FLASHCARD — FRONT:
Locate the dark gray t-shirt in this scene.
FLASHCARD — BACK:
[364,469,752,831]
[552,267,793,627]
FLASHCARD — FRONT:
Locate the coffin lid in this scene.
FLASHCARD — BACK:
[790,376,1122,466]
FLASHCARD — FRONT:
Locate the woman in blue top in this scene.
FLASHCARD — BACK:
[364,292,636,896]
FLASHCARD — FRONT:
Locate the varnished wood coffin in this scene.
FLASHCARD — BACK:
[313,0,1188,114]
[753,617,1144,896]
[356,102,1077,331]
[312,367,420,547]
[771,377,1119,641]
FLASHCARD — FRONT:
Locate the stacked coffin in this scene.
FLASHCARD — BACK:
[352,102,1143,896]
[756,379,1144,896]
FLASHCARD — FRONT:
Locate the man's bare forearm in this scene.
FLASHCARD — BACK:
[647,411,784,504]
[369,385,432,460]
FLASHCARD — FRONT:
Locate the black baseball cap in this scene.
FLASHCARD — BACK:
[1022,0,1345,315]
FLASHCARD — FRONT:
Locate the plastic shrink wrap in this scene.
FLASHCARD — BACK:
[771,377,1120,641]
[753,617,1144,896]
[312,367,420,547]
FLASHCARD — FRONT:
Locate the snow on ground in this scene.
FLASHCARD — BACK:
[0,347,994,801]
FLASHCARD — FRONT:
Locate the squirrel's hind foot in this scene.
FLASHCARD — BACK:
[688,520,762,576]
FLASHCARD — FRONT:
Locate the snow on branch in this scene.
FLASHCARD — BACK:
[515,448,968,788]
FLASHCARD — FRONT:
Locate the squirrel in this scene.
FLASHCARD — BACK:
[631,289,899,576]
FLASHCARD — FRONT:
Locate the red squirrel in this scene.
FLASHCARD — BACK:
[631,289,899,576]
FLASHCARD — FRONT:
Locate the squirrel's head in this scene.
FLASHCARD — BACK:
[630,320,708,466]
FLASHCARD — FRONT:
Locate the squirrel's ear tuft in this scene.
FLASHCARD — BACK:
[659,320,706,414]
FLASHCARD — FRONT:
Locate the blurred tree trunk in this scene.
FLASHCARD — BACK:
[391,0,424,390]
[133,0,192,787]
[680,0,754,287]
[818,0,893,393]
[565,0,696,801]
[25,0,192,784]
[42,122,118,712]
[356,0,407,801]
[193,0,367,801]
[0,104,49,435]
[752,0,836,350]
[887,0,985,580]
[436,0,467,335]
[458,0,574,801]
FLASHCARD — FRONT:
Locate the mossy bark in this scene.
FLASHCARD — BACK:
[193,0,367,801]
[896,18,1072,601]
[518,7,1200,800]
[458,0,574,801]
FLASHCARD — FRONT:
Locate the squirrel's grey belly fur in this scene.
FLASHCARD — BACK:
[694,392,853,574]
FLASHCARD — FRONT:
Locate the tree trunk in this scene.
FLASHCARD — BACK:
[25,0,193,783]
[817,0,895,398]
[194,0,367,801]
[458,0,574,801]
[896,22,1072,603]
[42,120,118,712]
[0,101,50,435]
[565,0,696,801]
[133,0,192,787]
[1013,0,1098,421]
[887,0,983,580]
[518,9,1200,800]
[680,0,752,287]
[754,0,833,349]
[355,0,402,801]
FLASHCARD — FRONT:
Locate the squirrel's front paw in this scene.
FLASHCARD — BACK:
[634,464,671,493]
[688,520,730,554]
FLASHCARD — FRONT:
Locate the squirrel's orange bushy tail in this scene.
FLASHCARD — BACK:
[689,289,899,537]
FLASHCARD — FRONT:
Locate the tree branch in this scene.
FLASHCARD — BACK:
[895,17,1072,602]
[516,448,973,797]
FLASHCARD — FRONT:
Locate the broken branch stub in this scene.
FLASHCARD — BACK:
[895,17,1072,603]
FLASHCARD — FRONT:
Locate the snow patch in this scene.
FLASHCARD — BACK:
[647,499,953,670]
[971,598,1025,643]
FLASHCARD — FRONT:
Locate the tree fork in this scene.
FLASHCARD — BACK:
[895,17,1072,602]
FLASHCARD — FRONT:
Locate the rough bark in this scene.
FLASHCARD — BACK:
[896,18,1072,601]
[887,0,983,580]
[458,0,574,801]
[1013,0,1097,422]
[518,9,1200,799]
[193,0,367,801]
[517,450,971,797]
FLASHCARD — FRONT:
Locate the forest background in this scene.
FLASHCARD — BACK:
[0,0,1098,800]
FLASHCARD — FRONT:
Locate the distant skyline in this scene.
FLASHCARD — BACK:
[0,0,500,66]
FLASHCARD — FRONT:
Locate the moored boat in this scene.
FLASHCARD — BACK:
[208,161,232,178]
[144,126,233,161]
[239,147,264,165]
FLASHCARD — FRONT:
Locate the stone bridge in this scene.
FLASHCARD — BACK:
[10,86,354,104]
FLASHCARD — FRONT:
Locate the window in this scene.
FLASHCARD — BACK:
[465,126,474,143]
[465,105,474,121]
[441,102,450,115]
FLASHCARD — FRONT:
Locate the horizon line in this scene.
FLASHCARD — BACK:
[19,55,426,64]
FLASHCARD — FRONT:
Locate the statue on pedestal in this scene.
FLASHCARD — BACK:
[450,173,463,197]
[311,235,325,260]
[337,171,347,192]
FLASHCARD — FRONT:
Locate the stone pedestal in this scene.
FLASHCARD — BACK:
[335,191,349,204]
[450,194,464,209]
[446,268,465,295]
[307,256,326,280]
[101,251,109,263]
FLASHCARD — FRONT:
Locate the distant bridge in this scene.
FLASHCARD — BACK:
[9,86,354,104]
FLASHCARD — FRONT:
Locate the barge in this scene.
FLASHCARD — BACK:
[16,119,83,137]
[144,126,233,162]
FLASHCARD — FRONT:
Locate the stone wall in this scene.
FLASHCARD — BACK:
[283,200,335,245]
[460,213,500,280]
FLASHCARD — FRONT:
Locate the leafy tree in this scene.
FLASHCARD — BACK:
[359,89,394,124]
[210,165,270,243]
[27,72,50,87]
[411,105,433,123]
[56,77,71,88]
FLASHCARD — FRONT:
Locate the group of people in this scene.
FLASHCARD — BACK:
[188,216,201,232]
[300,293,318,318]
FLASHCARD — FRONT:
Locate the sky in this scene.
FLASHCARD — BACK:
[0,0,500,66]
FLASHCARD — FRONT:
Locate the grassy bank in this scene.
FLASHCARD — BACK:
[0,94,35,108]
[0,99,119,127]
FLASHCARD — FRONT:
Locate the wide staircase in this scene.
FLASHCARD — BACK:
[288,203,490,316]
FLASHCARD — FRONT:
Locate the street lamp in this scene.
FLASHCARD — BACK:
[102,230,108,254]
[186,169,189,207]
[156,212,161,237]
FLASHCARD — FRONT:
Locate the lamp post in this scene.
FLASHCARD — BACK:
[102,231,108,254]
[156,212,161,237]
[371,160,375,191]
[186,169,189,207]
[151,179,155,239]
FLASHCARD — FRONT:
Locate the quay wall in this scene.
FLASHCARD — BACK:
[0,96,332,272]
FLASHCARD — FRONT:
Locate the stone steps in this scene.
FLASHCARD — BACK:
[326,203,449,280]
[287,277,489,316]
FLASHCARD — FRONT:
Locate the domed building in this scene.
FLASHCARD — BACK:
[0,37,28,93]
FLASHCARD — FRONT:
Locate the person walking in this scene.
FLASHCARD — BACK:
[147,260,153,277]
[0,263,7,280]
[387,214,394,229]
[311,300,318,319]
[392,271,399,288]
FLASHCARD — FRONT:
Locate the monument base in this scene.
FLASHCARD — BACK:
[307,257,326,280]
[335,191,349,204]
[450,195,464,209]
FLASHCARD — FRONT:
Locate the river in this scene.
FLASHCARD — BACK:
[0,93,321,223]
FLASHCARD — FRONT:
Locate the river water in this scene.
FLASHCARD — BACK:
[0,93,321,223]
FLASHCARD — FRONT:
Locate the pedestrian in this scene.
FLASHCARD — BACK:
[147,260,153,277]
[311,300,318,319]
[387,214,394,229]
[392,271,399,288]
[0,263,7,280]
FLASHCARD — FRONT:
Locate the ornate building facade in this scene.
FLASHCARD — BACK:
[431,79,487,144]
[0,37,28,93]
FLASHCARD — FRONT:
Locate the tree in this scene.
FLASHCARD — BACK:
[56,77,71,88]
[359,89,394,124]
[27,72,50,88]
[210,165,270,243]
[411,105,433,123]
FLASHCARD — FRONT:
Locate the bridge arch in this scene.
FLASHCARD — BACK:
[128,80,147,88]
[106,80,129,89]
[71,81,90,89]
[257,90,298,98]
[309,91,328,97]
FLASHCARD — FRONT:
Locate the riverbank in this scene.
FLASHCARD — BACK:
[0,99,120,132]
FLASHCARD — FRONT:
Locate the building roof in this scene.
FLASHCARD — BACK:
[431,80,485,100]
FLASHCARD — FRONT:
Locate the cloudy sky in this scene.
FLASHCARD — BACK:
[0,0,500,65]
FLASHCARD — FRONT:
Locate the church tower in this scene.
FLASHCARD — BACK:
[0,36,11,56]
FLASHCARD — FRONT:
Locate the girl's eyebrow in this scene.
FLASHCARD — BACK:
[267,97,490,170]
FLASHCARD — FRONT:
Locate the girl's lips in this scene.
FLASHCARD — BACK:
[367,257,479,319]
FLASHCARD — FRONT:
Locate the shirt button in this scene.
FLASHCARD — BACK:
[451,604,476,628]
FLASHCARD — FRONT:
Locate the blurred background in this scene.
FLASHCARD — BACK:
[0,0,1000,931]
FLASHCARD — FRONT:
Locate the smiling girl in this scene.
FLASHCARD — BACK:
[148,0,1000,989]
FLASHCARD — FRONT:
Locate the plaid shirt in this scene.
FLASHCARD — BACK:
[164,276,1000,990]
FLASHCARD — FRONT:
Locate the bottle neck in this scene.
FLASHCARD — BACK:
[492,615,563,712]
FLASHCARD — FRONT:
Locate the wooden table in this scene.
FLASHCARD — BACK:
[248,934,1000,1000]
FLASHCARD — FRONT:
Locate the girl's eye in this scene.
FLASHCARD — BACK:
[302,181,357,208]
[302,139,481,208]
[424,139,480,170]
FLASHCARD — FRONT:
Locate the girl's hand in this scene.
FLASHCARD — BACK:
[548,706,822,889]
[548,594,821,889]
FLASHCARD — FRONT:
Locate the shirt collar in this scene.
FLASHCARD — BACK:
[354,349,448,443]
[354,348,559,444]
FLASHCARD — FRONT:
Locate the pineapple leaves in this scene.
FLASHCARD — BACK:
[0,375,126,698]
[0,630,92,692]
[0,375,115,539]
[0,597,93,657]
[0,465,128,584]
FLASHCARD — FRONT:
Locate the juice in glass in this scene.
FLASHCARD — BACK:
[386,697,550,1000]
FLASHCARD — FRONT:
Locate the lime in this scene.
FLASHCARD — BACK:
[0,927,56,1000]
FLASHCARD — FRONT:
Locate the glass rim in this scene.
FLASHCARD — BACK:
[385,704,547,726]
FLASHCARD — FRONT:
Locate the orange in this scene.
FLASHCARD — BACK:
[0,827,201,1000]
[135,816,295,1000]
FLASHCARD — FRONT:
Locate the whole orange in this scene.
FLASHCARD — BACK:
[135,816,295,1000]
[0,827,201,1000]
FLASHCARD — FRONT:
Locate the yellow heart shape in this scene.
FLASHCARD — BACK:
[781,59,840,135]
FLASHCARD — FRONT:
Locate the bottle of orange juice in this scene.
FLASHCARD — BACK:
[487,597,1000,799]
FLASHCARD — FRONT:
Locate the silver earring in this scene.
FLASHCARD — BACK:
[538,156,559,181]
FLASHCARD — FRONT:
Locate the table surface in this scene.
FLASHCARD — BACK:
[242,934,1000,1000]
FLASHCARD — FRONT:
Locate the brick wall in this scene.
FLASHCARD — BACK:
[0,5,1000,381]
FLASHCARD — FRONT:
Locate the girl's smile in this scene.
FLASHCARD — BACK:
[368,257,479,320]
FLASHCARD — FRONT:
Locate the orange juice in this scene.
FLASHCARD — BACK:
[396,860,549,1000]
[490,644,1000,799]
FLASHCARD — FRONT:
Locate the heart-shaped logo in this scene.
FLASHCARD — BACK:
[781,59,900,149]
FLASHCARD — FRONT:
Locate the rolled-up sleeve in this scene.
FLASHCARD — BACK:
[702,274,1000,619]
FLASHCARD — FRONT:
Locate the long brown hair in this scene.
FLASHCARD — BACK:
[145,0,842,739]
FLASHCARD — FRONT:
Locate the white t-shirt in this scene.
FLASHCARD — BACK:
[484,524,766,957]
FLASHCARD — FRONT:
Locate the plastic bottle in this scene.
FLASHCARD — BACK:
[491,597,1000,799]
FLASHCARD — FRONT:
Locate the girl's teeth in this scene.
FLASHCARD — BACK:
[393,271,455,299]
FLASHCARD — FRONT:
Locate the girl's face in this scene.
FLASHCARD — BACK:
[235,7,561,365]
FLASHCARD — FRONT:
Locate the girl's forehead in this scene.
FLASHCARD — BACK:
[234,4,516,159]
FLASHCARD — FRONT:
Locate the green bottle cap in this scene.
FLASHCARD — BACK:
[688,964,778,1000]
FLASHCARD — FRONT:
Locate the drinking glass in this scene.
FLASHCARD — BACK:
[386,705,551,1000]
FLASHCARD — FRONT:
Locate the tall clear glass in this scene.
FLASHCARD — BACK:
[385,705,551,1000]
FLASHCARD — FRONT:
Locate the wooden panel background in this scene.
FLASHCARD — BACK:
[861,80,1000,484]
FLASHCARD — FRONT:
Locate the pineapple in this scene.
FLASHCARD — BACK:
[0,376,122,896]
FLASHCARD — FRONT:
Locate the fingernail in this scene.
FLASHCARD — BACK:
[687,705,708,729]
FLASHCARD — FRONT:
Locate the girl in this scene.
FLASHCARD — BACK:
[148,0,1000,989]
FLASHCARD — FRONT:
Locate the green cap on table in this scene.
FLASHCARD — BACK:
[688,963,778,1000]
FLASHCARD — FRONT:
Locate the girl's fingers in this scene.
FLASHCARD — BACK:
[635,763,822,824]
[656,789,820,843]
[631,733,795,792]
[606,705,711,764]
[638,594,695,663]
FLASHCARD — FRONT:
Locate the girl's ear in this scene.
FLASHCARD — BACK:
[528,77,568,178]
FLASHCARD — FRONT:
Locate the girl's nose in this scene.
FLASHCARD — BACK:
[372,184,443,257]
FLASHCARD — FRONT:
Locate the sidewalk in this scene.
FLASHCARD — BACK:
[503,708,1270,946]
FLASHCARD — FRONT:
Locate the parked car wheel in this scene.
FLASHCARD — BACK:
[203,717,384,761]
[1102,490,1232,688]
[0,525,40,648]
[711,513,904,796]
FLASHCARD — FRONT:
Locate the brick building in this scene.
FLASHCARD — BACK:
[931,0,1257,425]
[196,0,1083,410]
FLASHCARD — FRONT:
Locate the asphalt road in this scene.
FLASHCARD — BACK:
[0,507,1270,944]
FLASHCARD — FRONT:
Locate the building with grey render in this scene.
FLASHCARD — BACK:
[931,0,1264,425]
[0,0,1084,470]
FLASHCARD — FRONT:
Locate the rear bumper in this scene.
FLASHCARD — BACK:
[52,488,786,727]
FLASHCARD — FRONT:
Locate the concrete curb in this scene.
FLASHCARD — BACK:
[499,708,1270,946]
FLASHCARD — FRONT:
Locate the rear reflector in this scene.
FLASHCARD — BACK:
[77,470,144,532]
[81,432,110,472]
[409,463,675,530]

= = =

* _To do_: Find every line in the rows above that contains the word "orange", and copy each of those lines. Count a line only when the letters match in case too.

* _Answer in full_:
Locate the squirrel's orange bushy tail in this scene.
Locate the orange in this scene.
Locate the whole orange in this scene.
Locate the bottle of orange juice in this scene.
Locate the orange juice in this scene.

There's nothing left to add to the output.